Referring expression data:
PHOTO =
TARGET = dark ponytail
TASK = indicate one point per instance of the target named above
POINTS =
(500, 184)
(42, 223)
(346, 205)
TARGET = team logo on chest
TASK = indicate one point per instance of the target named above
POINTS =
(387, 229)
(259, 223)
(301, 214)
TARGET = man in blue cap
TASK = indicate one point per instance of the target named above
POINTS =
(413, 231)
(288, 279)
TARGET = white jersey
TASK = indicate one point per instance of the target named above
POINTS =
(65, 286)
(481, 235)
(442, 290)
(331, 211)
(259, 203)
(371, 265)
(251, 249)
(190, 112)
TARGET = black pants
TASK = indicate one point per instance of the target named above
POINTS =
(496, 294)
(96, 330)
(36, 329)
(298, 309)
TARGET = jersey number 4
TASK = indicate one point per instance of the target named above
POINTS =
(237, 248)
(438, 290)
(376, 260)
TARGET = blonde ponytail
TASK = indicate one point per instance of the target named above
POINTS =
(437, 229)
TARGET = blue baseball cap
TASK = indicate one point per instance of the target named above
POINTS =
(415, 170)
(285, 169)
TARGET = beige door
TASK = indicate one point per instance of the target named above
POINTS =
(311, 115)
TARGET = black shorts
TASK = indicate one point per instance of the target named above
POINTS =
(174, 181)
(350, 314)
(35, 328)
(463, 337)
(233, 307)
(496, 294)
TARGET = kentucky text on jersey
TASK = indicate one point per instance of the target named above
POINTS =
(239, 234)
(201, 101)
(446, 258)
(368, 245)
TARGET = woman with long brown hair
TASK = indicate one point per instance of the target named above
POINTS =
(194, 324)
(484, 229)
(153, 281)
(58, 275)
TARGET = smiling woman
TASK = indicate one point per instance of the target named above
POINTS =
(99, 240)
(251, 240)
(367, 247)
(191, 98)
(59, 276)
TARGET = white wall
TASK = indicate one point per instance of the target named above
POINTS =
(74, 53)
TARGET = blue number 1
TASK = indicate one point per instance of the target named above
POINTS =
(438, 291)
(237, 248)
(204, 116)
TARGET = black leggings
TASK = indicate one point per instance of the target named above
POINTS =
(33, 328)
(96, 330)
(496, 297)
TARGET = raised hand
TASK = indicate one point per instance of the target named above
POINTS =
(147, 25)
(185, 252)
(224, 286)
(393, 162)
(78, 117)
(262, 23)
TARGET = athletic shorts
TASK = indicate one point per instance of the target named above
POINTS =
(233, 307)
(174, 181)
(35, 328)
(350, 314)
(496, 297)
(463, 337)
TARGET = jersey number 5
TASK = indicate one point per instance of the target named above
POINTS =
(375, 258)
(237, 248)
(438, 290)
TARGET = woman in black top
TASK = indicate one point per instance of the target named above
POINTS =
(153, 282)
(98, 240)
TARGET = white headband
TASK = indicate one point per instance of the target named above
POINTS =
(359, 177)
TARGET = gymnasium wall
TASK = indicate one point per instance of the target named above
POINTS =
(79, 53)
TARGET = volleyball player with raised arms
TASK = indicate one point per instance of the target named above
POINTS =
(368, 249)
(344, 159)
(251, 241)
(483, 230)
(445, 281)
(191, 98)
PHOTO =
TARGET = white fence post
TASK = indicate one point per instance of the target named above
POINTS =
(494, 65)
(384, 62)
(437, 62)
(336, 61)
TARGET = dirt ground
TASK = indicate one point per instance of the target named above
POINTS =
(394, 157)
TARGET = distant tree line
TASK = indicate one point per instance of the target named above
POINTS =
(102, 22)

» **WORK INSTRUCTION**
Where does the string "number" occur in the data above? Copy every line that holds it.

» **YOUR SOLUTION**
TARGET = jersey number 4
TARGET = blue number 1
TARGET = jersey number 5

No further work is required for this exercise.